A review article published online by JAMA Dermatology attempts to improve our understanding of the racial and ethnic makeup of participants in randomized clinical trials of
common dermatologic conditions.
Arash Mostaghimi of Brigham & Women's Hospital and Harvard Medical School, Boston, and coauthors analyzed 626 articles reporting randomized clinical trials for acne, psoriasis, atopic dermatitis and eczema, vitiligo, alopecia areata, seborrheic dermatitis and lichen planus because the conditions are common and lack specific racial predilection.
Of the 626 articles, 97 studies were exclusively conducted in the United States and 164 were partially conducted in the United States; 58 of the 97 studies conducted exclusively within the United States reported on the racial and ethnic demographics of study participants.
"While those trials that fully characterized race achieved recruitment of a proportional number of African American participants (compared with the U.S. population at 13%), those same trials did not achieve such proportionality with respect to ethnicity. Although 17% of the population identifies as Hispanic by ethnicity, only 14.7% of participants in those same studies identified ethnically as Hispanic. Moreover, the dearth of full reporting of ethnicity and race suggests that the actual racial and ethnic makeup of many studies may be decidedly more homogenous," according to the article.
Articles about eczema and acne were more likely to include more than 20% racially/ethnically diverse participants than psoriasis studies, the authors report.
The review concludes, "Journals and funding sources can reinforce our diverse clinical trial population by continuing to prioritize racial, ethnic, and genetic diversity within the articles they fund and publish; requiring reporting of racial and ethnic data in all dermatology RCTs will lead us even further. These combined efforts will enable dermatology to be an example within medicine for how to best achieve diversity within research and, by extension, clinical practice."

_EXTRACTED ENTRIES_:
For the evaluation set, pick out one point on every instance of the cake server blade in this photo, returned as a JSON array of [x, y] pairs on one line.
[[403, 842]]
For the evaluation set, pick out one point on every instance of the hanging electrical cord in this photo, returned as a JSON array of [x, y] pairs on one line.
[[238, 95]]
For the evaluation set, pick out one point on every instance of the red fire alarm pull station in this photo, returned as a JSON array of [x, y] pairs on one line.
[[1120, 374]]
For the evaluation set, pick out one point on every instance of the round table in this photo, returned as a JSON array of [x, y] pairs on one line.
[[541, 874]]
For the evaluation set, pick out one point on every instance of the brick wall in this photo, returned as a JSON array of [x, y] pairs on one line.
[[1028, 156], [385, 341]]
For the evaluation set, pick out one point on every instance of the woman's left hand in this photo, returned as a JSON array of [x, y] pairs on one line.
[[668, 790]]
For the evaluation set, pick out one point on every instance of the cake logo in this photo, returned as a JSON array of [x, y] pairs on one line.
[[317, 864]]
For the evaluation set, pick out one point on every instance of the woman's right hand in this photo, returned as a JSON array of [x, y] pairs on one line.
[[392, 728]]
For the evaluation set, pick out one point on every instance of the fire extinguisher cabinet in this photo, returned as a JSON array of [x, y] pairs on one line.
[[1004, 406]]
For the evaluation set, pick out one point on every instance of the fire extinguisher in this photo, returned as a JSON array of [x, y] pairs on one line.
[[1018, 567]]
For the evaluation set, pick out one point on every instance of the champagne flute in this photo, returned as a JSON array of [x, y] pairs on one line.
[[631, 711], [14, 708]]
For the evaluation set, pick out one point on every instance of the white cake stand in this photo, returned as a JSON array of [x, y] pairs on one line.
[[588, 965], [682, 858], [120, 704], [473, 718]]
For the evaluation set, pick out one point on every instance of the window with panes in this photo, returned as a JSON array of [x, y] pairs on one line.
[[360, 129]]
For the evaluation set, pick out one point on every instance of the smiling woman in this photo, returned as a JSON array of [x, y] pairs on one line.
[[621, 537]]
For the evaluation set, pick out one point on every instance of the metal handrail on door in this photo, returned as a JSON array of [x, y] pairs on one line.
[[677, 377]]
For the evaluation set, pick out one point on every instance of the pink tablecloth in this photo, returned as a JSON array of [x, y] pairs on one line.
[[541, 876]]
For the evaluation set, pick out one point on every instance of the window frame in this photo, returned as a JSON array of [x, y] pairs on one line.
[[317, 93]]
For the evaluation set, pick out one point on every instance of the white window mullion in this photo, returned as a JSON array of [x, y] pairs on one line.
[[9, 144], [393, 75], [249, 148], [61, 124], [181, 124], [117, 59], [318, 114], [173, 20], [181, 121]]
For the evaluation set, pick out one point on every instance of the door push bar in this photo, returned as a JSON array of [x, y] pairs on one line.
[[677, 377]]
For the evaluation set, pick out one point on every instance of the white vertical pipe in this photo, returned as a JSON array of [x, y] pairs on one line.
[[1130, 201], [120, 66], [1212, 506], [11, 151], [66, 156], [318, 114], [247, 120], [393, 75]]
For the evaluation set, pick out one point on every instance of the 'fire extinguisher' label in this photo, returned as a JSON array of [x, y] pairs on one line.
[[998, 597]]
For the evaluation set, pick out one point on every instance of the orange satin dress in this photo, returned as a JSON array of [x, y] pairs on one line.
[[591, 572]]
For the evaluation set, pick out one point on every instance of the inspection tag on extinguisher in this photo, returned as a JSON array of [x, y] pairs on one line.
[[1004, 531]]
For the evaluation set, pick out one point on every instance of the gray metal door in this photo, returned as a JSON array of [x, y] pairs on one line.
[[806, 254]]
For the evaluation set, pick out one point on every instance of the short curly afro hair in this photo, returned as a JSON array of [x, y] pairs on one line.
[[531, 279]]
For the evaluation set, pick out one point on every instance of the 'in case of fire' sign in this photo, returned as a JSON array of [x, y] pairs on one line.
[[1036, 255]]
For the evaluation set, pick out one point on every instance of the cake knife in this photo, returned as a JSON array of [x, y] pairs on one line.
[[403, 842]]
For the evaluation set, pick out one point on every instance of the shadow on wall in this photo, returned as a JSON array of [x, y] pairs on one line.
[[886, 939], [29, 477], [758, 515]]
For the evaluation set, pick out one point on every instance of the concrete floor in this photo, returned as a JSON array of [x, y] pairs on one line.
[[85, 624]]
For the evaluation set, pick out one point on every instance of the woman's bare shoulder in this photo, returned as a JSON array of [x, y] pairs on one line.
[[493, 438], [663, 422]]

_EXERCISE A_: Copy from the dermatology trials article the passage that opens with the words containing "Of the 626 articles, 97" and closes with "of study participants.".
_EXERCISE B_: Using the dermatology trials article, say whether each statement agrees with it: (i) the authors analyzed 626 articles; (ii) 17% of participants in the studies that fully characterized race identified as Hispanic; (iii) psoriasis studies were more likely than acne studies to include more than 20% racially/ethnically diverse participants. Answer each with yes or no and quote the deciding words.

_TASK SOLUTION A_:
Of the 626 articles, 97 studies were exclusively conducted in the United States and 164 were partially conducted in the United States; 58 of the 97 studies conducted exclusively within the United States reported on the racial and ethnic demographics of study participants.

_TASK SOLUTION B_:
(i) Yes: "analyzed 626 articles reporting randomized clinical trials"
(ii) No: "only 14.7% of participants in those same studies identified ethnically as Hispanic"
(iii) No: "Articles about eczema and acne were more likely to include more than 20% racially/ethnically diverse participants than psoriasis studies"